*Directions*.
Everything from the line containing "In this photo, where can the dangling" through the last line of the records below should be printed exactly, please, and nothing else.

*Stored records*.
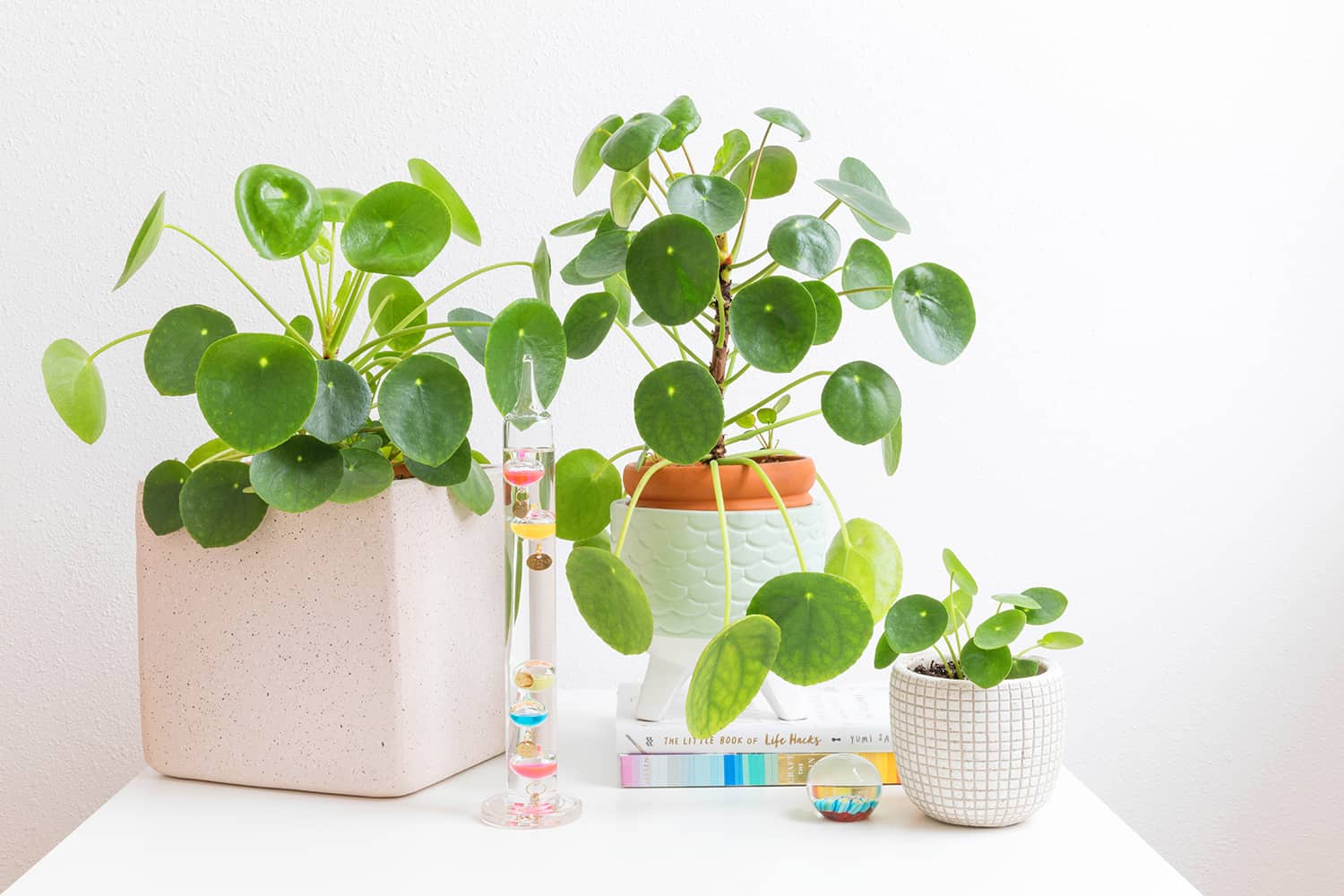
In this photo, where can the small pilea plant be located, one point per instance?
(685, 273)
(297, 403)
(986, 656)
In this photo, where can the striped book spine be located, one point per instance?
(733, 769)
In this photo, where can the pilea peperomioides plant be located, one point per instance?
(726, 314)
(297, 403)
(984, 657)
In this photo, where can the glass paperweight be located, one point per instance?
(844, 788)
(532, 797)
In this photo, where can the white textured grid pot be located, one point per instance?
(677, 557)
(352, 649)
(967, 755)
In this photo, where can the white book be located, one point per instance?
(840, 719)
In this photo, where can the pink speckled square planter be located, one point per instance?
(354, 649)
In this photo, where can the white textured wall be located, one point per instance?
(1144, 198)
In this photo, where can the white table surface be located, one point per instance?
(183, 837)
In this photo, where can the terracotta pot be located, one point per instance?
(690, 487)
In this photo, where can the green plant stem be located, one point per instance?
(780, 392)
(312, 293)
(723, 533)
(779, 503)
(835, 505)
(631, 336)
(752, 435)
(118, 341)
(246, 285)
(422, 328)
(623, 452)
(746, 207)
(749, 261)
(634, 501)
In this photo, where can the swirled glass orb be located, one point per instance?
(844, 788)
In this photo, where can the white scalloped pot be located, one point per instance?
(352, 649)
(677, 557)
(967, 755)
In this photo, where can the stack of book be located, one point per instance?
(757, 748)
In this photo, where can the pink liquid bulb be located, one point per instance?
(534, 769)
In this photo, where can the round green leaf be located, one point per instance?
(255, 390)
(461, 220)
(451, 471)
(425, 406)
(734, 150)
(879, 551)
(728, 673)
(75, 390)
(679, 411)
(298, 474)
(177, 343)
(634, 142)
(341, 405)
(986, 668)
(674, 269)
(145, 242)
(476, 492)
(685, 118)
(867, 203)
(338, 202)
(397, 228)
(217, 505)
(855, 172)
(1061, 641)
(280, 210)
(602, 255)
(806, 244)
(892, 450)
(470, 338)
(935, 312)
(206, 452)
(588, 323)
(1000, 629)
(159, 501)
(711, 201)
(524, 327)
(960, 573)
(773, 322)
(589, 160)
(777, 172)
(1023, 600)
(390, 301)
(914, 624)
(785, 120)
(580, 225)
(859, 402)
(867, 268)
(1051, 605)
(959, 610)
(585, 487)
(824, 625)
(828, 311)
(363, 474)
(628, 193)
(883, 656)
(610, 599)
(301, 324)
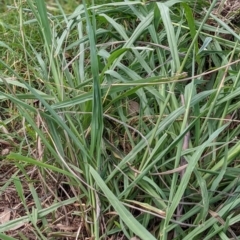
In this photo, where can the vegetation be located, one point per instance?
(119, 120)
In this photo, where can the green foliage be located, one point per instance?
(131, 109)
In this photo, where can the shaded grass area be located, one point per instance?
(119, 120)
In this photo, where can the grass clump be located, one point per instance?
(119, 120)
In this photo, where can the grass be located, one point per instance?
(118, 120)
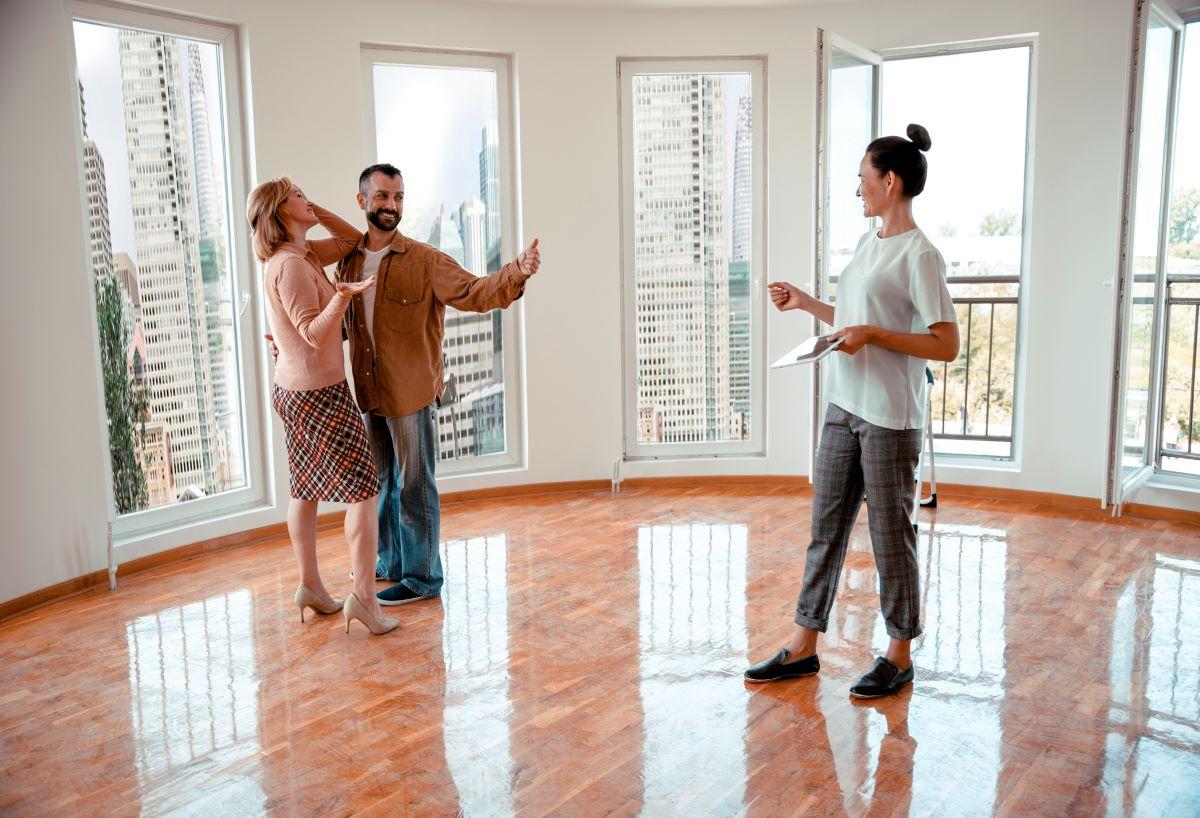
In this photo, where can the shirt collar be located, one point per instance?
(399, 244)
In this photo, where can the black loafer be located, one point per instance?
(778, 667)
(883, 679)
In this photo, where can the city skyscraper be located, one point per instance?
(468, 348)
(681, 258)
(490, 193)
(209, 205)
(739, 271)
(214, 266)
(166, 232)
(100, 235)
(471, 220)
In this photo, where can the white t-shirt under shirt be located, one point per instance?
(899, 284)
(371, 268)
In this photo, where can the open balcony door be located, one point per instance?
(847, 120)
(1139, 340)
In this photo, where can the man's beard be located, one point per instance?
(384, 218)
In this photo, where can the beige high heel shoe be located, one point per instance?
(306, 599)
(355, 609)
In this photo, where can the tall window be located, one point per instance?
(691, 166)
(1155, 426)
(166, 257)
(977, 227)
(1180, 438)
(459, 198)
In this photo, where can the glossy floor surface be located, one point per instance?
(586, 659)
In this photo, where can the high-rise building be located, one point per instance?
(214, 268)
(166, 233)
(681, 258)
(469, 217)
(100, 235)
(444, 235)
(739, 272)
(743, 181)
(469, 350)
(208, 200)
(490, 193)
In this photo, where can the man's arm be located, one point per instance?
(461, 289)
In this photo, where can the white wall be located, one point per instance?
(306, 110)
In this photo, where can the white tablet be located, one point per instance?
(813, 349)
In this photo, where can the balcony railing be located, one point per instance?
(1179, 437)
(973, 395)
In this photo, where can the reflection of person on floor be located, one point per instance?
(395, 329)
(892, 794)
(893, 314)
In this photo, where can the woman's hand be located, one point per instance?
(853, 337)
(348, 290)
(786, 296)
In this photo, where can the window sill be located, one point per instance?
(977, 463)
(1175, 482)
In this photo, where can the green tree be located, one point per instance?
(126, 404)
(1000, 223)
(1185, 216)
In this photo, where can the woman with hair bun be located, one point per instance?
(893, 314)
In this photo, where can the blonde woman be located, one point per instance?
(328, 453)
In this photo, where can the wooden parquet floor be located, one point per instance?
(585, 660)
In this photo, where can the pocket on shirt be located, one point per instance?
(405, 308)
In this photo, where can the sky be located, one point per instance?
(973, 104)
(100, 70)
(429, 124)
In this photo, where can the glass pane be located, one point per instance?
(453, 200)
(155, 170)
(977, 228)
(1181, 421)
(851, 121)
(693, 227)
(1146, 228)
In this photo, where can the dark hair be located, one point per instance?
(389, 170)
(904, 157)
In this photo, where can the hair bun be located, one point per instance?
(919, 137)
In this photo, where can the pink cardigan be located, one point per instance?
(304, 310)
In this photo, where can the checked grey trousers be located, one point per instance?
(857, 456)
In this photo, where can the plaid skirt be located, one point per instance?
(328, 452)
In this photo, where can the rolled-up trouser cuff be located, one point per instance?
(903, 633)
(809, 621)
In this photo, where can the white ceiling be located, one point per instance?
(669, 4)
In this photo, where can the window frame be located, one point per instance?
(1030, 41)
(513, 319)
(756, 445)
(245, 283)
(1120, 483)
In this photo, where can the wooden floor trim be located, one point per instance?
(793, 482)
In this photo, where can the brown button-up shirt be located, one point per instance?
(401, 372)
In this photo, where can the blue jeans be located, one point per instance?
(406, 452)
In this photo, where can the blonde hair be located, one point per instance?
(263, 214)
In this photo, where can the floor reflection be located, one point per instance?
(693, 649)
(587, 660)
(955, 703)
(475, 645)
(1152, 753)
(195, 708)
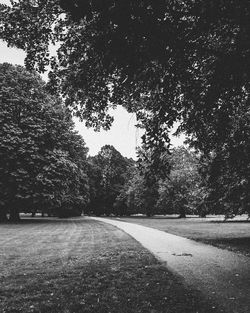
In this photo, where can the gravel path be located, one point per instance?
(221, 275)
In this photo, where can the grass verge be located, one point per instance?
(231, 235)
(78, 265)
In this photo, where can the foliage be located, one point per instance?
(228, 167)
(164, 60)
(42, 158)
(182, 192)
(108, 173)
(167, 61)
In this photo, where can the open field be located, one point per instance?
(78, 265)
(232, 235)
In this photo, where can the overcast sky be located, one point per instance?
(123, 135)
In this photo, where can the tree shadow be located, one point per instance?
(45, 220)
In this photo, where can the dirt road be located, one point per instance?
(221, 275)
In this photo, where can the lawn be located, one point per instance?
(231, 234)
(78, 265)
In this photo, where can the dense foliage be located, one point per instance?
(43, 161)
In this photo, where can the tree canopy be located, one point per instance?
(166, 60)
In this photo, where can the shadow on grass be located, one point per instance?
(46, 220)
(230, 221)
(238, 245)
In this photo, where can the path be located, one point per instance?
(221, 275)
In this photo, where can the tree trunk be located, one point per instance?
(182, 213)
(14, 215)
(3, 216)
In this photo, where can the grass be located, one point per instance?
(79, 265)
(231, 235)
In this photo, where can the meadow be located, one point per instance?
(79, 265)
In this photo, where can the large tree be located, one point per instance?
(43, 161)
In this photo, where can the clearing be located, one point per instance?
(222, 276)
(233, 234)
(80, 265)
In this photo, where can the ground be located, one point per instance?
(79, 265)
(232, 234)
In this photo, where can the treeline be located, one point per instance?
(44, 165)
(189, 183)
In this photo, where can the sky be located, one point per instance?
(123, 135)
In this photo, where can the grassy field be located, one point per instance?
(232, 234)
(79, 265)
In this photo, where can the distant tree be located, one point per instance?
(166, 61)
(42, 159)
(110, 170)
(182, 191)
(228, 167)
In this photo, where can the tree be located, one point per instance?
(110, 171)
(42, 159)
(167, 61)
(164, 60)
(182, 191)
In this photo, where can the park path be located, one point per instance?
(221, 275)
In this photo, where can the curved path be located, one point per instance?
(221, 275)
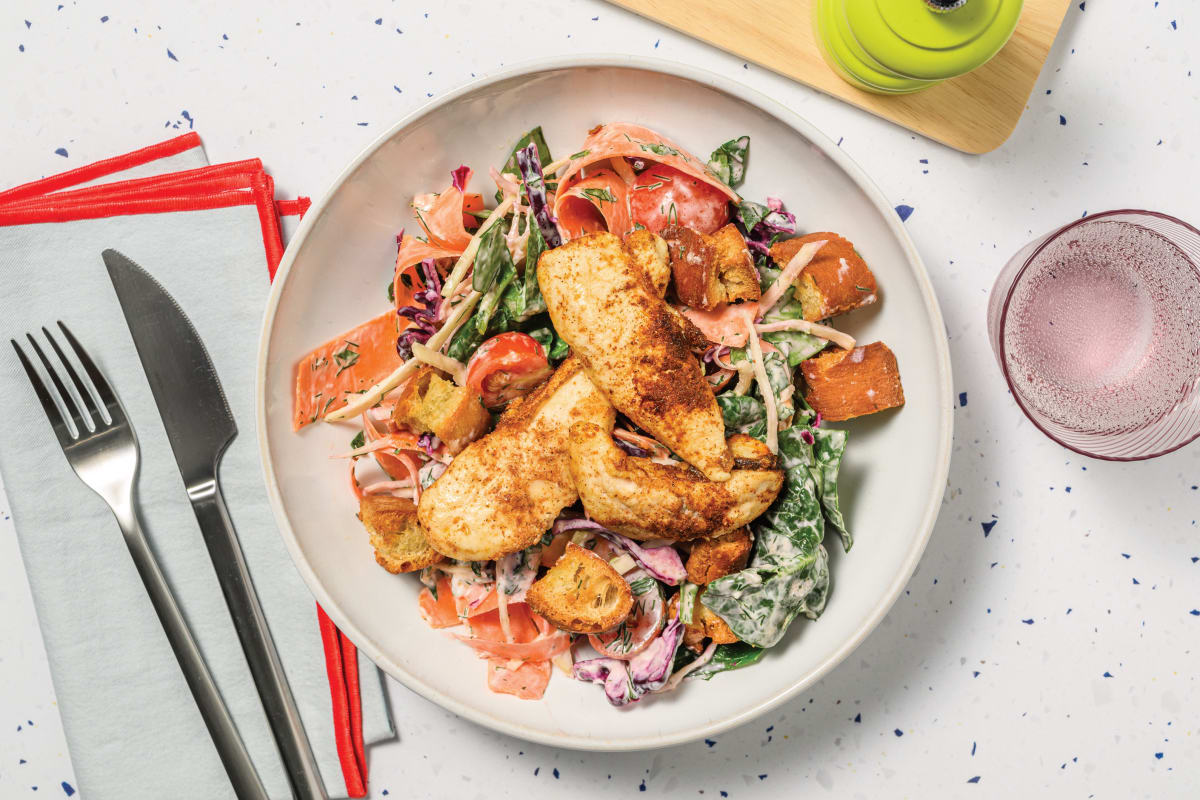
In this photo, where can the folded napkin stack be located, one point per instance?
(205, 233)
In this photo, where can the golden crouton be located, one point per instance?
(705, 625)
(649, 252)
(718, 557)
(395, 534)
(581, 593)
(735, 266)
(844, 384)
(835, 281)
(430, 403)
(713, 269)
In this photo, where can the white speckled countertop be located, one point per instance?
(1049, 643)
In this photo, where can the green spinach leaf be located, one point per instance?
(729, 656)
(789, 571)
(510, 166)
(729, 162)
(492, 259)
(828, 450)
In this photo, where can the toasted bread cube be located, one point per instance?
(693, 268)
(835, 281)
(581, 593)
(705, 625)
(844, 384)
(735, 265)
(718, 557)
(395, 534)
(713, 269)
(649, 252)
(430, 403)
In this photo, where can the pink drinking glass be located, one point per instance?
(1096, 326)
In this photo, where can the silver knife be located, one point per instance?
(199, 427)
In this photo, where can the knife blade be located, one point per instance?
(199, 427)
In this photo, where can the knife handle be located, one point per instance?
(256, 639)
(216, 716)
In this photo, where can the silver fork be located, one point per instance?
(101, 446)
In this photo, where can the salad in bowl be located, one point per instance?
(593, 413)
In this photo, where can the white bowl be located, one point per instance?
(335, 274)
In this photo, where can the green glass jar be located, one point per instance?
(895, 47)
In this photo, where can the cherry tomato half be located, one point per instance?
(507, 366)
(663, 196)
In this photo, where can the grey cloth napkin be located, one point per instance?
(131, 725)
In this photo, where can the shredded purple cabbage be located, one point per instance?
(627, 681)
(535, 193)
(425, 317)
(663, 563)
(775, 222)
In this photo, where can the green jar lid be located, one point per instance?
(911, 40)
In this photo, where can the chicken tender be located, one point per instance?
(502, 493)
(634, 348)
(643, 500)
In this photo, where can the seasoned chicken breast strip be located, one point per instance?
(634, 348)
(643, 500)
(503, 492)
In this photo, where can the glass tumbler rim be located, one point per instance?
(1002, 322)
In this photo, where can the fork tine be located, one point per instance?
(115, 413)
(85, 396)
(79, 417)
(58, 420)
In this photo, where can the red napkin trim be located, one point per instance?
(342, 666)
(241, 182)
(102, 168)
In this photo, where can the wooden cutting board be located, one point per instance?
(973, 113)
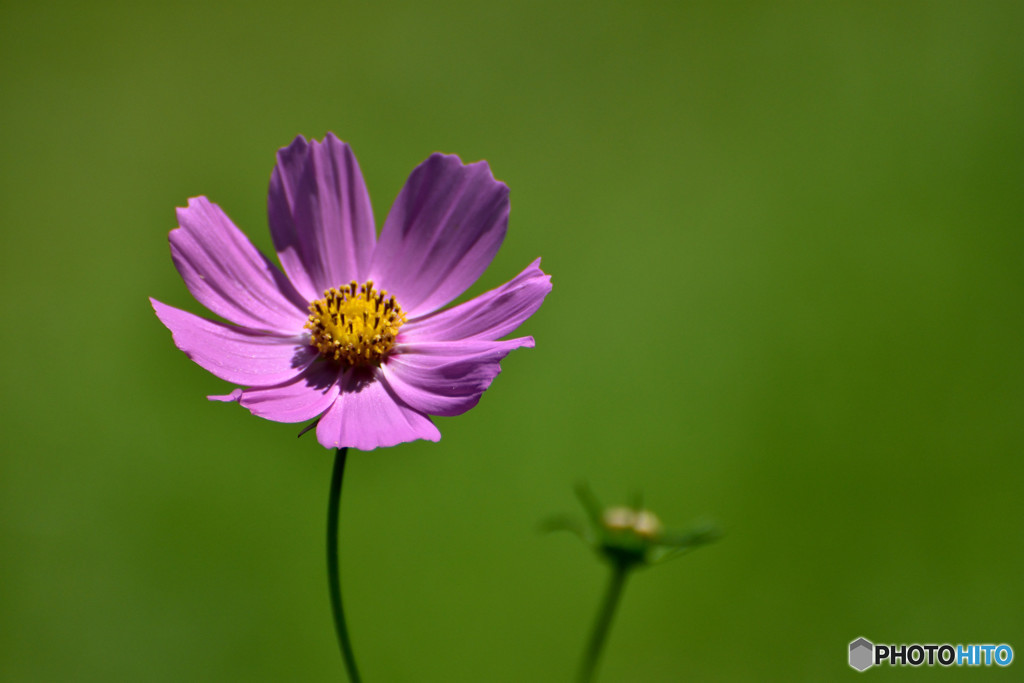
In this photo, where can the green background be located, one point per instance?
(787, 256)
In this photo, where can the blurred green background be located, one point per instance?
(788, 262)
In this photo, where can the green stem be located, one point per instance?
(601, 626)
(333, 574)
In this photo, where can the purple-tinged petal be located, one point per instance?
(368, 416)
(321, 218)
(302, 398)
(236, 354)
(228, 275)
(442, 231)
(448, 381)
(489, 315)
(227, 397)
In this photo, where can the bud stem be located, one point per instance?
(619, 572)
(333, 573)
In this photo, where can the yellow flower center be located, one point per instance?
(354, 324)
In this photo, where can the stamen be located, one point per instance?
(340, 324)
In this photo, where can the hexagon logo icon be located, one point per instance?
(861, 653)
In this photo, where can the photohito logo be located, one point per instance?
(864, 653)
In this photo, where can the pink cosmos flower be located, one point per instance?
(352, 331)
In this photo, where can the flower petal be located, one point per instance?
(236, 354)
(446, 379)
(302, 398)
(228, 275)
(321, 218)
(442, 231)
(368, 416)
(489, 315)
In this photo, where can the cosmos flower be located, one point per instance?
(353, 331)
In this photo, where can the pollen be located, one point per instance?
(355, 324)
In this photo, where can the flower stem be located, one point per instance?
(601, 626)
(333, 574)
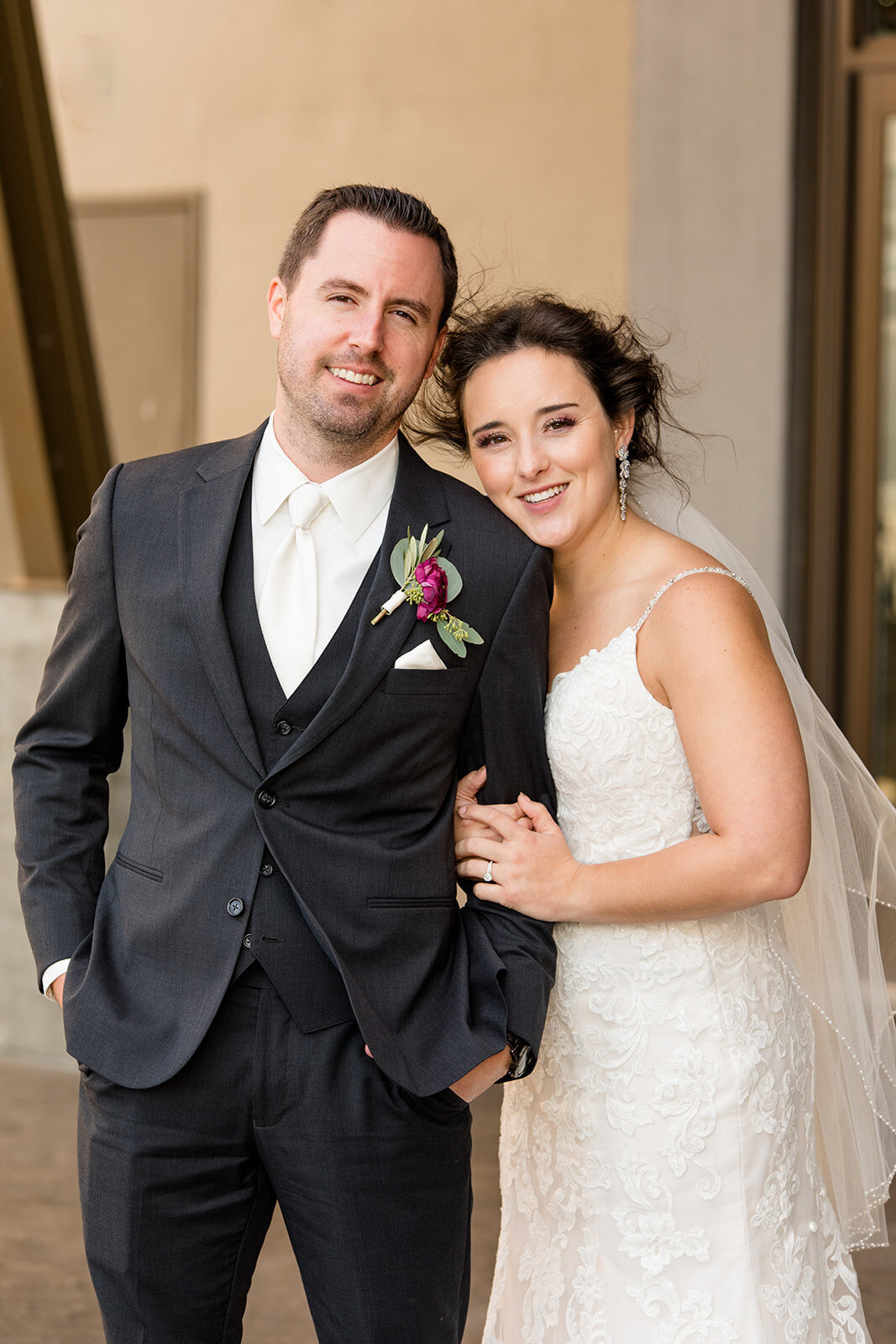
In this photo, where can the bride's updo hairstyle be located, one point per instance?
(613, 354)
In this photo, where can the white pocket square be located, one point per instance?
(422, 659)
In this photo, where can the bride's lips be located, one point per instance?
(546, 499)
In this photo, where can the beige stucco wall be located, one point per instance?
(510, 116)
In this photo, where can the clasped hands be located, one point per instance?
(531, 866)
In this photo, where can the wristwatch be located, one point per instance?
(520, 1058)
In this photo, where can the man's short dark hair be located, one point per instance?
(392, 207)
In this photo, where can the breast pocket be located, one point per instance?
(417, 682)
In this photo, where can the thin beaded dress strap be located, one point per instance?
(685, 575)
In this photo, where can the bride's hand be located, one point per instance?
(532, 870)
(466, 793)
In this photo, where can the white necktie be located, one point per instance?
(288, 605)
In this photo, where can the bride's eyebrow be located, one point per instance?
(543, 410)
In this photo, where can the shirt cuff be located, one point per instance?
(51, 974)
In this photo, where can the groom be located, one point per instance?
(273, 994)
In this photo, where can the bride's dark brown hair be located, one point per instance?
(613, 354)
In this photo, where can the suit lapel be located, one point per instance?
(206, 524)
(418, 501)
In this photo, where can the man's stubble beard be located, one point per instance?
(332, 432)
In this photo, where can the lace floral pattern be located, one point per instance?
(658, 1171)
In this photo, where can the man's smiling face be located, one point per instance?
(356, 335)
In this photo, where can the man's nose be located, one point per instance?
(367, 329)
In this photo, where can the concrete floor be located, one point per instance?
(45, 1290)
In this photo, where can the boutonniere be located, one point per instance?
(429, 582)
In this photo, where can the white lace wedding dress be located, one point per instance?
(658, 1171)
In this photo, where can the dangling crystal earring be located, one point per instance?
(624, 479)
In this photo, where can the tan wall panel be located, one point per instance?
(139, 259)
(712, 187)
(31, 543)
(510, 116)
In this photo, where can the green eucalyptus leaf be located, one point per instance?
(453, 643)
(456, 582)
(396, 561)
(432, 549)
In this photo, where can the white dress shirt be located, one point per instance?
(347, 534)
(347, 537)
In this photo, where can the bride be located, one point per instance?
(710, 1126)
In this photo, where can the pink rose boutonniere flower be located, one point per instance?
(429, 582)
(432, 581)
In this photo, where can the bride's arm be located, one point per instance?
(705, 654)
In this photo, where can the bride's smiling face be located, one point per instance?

*Full response*.
In this photo, where can the dangling crystal earring be located, one point per instance?
(624, 479)
In this photo, where can the tan wall panel be located, one point per instance?
(139, 259)
(712, 187)
(31, 543)
(510, 116)
In this photo, where can the green eucalyptus leaf be located, one point per instance?
(453, 643)
(456, 582)
(396, 561)
(432, 549)
In this photo, where can the white dress shirt be located, one point per instance?
(347, 534)
(347, 537)
In this photo, where can the bride be located, one point per instance?
(710, 1126)
In this photo, where can the pink rose boutonniere flower be located, one point per instance?
(429, 582)
(432, 581)
In this photo, where can the bride's arm be located, one point per instance?
(705, 654)
In this photo, where can the bride's smiling face be located, one point per instance?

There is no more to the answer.